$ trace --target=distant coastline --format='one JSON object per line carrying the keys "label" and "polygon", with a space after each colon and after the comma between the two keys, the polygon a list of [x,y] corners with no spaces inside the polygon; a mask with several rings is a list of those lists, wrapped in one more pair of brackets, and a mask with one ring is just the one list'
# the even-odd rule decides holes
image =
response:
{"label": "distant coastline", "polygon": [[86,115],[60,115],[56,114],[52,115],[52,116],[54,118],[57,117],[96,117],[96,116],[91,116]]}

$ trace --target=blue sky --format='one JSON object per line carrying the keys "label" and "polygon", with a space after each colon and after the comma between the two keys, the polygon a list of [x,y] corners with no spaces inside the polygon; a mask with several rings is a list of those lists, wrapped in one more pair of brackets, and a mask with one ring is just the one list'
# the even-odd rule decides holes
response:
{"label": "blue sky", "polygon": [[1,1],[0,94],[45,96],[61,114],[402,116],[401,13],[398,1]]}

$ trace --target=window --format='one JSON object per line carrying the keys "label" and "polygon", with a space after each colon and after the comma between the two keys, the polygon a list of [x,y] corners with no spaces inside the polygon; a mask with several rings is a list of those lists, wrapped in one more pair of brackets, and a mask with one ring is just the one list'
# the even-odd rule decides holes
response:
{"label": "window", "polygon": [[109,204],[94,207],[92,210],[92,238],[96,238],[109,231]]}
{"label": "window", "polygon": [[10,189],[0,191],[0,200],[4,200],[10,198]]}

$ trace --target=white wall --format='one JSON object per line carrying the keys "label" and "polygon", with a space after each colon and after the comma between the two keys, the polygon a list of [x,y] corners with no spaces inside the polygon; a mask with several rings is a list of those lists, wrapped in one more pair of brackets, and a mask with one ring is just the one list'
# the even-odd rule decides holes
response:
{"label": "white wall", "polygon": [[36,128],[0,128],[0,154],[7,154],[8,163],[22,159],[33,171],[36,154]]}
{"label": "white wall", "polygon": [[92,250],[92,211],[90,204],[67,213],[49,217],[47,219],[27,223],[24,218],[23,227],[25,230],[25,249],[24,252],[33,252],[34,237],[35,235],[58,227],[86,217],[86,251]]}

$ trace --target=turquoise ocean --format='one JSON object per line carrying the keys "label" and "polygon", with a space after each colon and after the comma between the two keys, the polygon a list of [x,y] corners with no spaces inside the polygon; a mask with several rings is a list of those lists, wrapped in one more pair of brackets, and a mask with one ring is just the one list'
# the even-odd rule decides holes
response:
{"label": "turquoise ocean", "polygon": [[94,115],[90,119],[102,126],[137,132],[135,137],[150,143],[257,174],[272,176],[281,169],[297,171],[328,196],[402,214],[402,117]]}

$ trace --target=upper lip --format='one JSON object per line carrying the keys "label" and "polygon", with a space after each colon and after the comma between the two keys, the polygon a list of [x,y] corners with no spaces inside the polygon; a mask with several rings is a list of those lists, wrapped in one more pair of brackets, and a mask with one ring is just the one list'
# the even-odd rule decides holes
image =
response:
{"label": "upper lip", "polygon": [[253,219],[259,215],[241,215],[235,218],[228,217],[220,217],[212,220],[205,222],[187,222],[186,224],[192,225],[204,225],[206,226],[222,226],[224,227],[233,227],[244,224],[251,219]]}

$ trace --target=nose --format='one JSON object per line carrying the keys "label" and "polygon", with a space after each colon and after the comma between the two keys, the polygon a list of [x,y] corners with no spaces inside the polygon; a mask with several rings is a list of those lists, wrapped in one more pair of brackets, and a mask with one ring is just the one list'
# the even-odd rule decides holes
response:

+===+

§ EXERCISE AIM: Give the lines exactly as they stand, from the line with "trace --target=turquoise ocean" through the end of the material.

§ THE RESPONSE:
$ trace --target=turquoise ocean --format='one JSON object per line carrying the keys "label" and "polygon", with a space after each colon and after the comma between the two keys, the polygon a list of [x,y] corners with no spaces inside the polygon; a mask with several rings is a list of those lists, wrapped in one more pair of brackets, and a mask with one ring is just the one list'
# the even-odd rule decides holes
response:
{"label": "turquoise ocean", "polygon": [[94,115],[90,119],[102,126],[137,132],[135,137],[150,143],[257,174],[272,176],[281,169],[297,171],[328,196],[402,214],[402,117]]}

$ trace --target=upper lip --format='one JSON object per line carrying the keys "label" and "polygon", with a space after each colon and after the comma between the two keys, the polygon a list of [x,y] corners with no spaces inside the polygon; a mask with several rings is a list of those lists, wrapped in one more pair of brackets, and a mask with one ring is just the one list'
# the even-odd rule decides holes
image =
response:
{"label": "upper lip", "polygon": [[253,219],[259,215],[241,215],[235,218],[228,217],[220,217],[212,220],[205,222],[187,222],[186,224],[192,225],[204,225],[206,226],[222,226],[224,227],[233,227],[244,224],[251,219]]}

$ trace --target=nose --format='one JSON object per line carrying the keys "label" and "polygon", with a space after each colon and after the comma between the two keys, the polygon a list of [x,y] corners with no spaces inside the polygon; a mask with several rings is a list of those lists, wrapped in one more pair of brackets, and a mask with one ring is just the one list'
# the even-odd rule decides holes
response:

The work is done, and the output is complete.